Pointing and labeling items
========

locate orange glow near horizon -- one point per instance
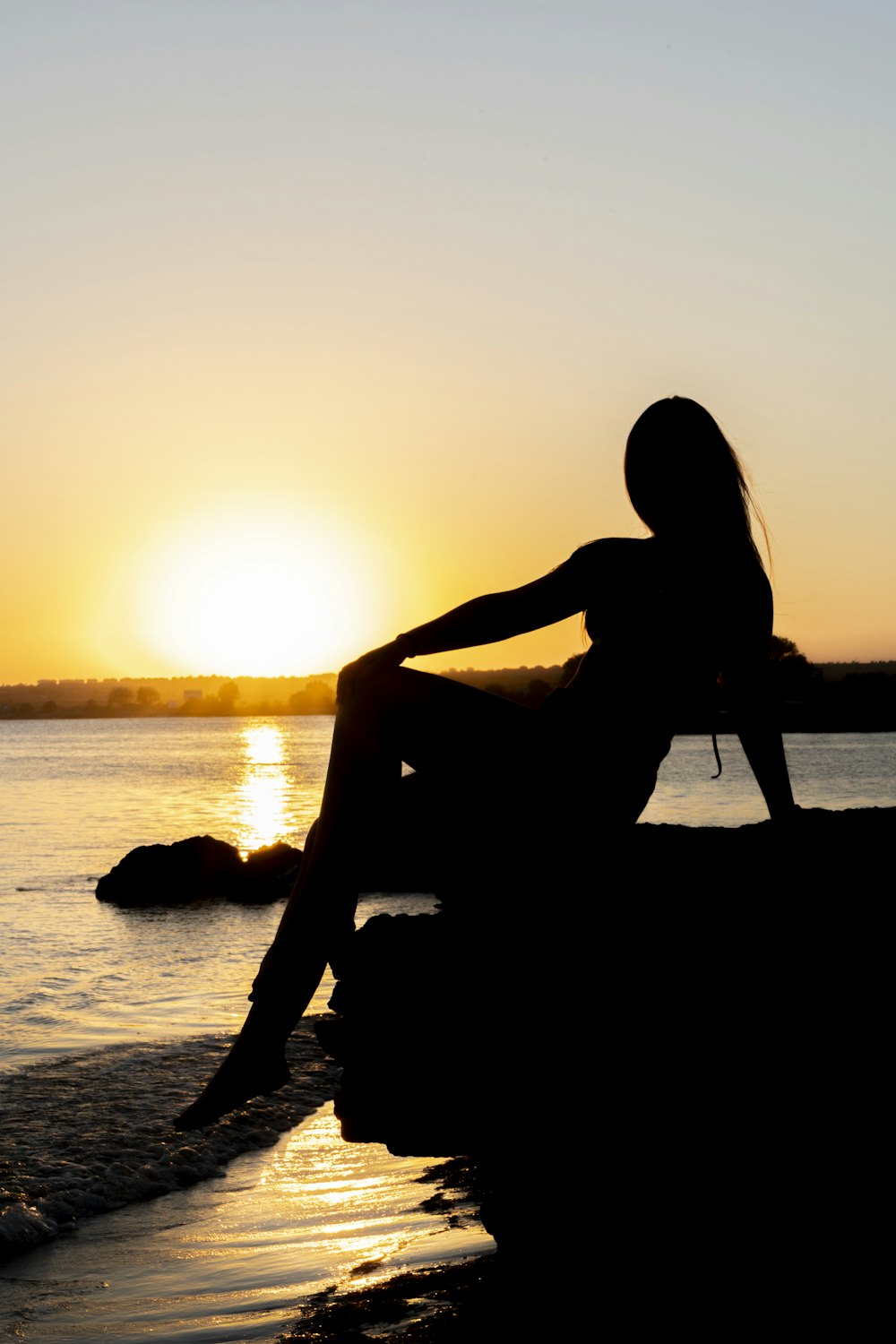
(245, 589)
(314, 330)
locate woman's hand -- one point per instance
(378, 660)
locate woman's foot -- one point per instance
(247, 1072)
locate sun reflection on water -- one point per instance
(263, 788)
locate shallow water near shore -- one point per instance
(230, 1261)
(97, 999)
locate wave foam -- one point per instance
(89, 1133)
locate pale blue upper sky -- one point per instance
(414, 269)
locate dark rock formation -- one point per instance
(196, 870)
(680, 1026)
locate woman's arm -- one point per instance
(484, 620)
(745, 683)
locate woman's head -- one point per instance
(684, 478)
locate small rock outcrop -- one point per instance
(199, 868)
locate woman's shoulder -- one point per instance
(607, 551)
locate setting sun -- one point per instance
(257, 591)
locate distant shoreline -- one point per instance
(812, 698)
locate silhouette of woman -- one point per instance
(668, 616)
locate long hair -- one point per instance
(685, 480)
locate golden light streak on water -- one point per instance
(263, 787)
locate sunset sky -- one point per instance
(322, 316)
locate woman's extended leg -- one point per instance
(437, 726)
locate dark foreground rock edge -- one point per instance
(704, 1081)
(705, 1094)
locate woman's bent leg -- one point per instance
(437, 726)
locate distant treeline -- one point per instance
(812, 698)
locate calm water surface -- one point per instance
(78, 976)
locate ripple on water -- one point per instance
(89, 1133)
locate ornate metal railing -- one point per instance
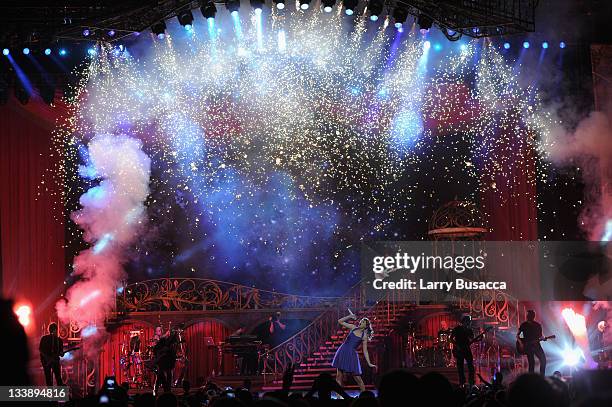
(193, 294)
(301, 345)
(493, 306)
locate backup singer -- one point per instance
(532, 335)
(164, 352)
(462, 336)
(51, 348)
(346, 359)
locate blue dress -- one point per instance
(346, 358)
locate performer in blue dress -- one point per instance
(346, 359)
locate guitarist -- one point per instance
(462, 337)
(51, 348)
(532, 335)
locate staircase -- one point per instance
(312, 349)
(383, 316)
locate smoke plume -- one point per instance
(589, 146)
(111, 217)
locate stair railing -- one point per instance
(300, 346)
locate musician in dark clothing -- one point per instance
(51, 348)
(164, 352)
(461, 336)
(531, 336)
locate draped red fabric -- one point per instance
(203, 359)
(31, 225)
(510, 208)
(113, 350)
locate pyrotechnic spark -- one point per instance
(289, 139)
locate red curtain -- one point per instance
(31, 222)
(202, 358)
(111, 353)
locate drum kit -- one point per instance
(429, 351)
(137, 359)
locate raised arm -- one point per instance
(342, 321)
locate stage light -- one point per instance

========

GOAL: Reproduce all of the items above word for word, leaving out the pictures.

REPLY TO THE EXERCISE:
locate orange glow near horizon -- one point per instance
(245, 589)
(314, 330)
locate woman's hand -- one point per instance
(378, 660)
locate woman's foot -- one point per instance
(247, 1072)
locate sun reflection on water -- one point per instance
(263, 788)
locate shallow water near shore -- one point per instance
(230, 1261)
(97, 999)
locate wave foam -- one point per instance
(89, 1133)
locate pale blue upper sky -- one point per instance
(414, 269)
locate dark rock formation -- one point per instance
(196, 870)
(680, 1026)
locate woman's arm -- one point per instance
(484, 620)
(745, 683)
locate woman's head -- one point per instance
(684, 478)
locate small rock outcrop -- one point per instance
(199, 868)
locate woman's shoulder -- one point per instance
(607, 551)
locate setting sun -- one point per instance
(257, 591)
locate distant shoreline -- one point per instance
(812, 698)
locate silhouette of woman -- one point per instance
(668, 616)
locate long hair -- one point per instance
(685, 480)
locate golden light streak on water -- one point per instance
(263, 787)
locate sunset sky -- one point per instance
(322, 316)
locate woman's extended leg -- one point per instance
(437, 726)
locate dark foreground rock edge -- one point per instance
(704, 1081)
(705, 1094)
locate woman's bent leg -- one point per instance
(437, 726)
locate distant treeline -- one point per instance
(812, 698)
locate calm water surface -- one point per instance
(78, 976)
locate ripple on water -- one point per instance
(89, 1133)
locate ornate metal railing -- one point per instance
(193, 294)
(301, 345)
(493, 306)
locate backup singer -- one point per instance
(532, 335)
(164, 352)
(462, 336)
(51, 348)
(346, 359)
locate blue dress -- one point per instance
(346, 358)
locate performer in blue dress -- one point per instance
(346, 359)
locate guitarist -- one point per instance
(462, 337)
(51, 348)
(532, 335)
locate staircase -- one point per instance
(312, 349)
(383, 316)
locate smoke plume -- one point per instance
(589, 146)
(111, 217)
locate stair railing -- one point per instance
(300, 346)
locate musician in dark clothing -- one point per instance
(51, 348)
(164, 352)
(461, 336)
(531, 336)
locate draped red fabric -- one point per instance
(203, 359)
(31, 225)
(510, 208)
(113, 350)
locate pyrotechnic spark -- one point per instance
(289, 139)
locate red curtain -- one point per instance
(31, 222)
(202, 358)
(111, 353)
locate drum kit -- one point per instance
(429, 351)
(137, 359)
locate raised arm -- one point per instance
(342, 321)
locate stage light -- one point per instance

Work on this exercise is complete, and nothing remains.